• What this exercise asks:
1. Reproduce the passage of the Digital on Demand terms of service starting at "4) Client agrees" and ending at "planning and strategy.", word for word.
2. Transcribe the full listing below line for line, leaving out the picture.

• Document excerpt:
===

Terms of Service - Digital on Demand

Terms of Service

Please note – Our terms have recently been updated. Please contact us if you have any queries or concerns regarding the changes.

Definitions

Consultant means Digital on Demand.

Deliverables means all services to be delivered in accordance with the client’s specifications as defined in the proposal.
Round of Changes or revisions means one or more amendments to the existing concept but does not include design of a new concept.

Services means those services defined in the project proposal including but not limited to:
a) Planning, Web Design, Graphic Design,  Web Development,  Online Marketing,  creation of artwork, designs, illustrations, concepts, specifications, photographs, electronic, files, programs and/or other materials;
b) Project management – strategy, consultation and advice;

Service Package means an ongoing contractual agreement between the Client and the Consultant where by an allocation of time and Services is exchanged for a set monthly fee, which includes a minimum term as specified by the agreement.

These are the standard terms and conditions for all Services provided Digital on Demand and apply to all projects, contracts and service package agreements undertaken by Digital on Demand for its clients. 

Services

1) Consultant will provide all Services and produce the Deliverables in accordance with the specified Project Proposal; or in accordance with the agreed Service Package strategy documents.

2) Any specific deadlines, timeframes or events that require Deliverables from the Consultant are subject to review and resourcing availability of the Consultant.

3) The Consultant will make every reasonable effort to meet deadlines outlined by the Client, provided sufficient notice has been provided to complete the requirements to an acceptable quality standard.

Fees

4) Client agrees to pay the fee specified in this project proposal by way of consideration for the Services.
Payment

5) Payment terms will be based on a milestone approach as outlined within the proposal. A 30% project acceptance deposit is required to commence project planning and strategy.

Content

6) The Client will provide all content & media or briefing material for the Deliverables unless otherwise agreed.

7) All information, copy & pictures must be supplied in digital format. Text must be supplied in Microsoft Word or Notepad only.

8) The Client may elect to add the website content via the CMS during the development process (if available/applicable) and will only receive website administrator access once the website is completed and paid for in full.

9) Images resourced on request will be charged at an additional cost and at an hourly rate.

10) If hardcopy information is supplied, typing and/or scanning is at an additional cost.

11) Any scanning and/or major image preparation work outside of the above details will be at an additional cost.

12) Any additional content creation or copywriting requested by the Client outside of the given proposal will be charged accordingly.

Approval

13) Client will provide feedback or approval of any concept provided by the Consultant within 48 hours of receipt unless otherwise agreed between the parties.

14) The Client understands that a failure by the Client to respond within the above timeframe will cause delays to the project and the Consultant will not be held responsible for those delays.

Changes

15) Services include one (1) concept and two (2) rounds of changes unless otherwise stated.

16) All changes must be within the project scope of this proposal to not incur additional costs.

17) All changes requested under a Service Package agreement will incur the normal hourly charge as specified by the agreement.

18) Any changes outside the scope or in addition to a Project proposal will be charged at an additional hourly rate.

19) Once any item or deliverable has been supplied, the Client will have ten (10) days to review the artwork, conduct testing and provide feedback from the agreed completion date. Any changes after the delivery of the item or project will be subject to the standard hourly fee. Websites will be deemed completed and signed off after this time period and the 60-day site warranty period will come into effect.

===

• Provided records:
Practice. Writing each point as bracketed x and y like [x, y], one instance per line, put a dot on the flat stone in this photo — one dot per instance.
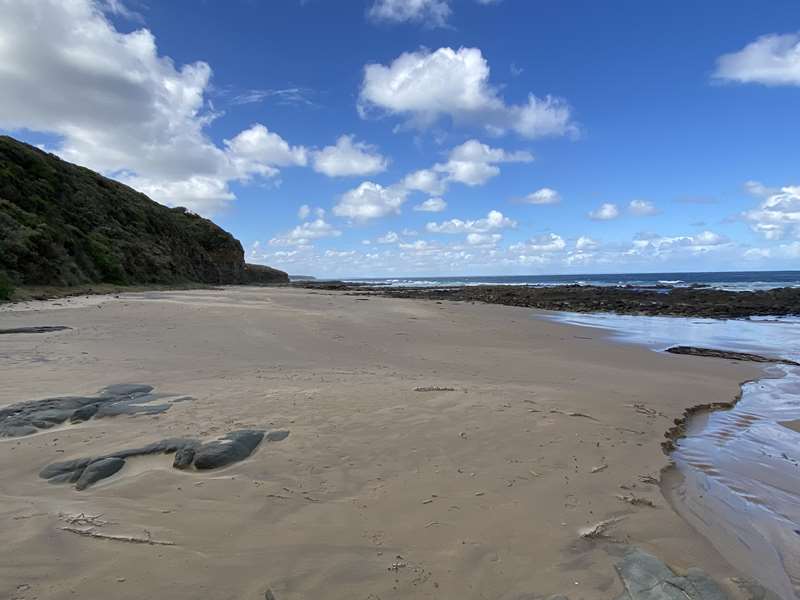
[234, 447]
[26, 418]
[278, 435]
[39, 329]
[97, 470]
[183, 458]
[645, 577]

===

• Task results:
1.
4) Client agrees to pay the fee specified in this project proposal by way of consideration for the Services.
Payment

5) Payment terms will be based on a milestone approach as outlined within the proposal. A 30% project acceptance deposit is required to commence project planning and strategy.

2.
Practice. Writing each point as bracketed x and y like [x, y], one instance per line, put a dot on the flat stone in this photo — one dot per instance.
[234, 447]
[26, 418]
[278, 435]
[39, 329]
[97, 470]
[183, 458]
[645, 577]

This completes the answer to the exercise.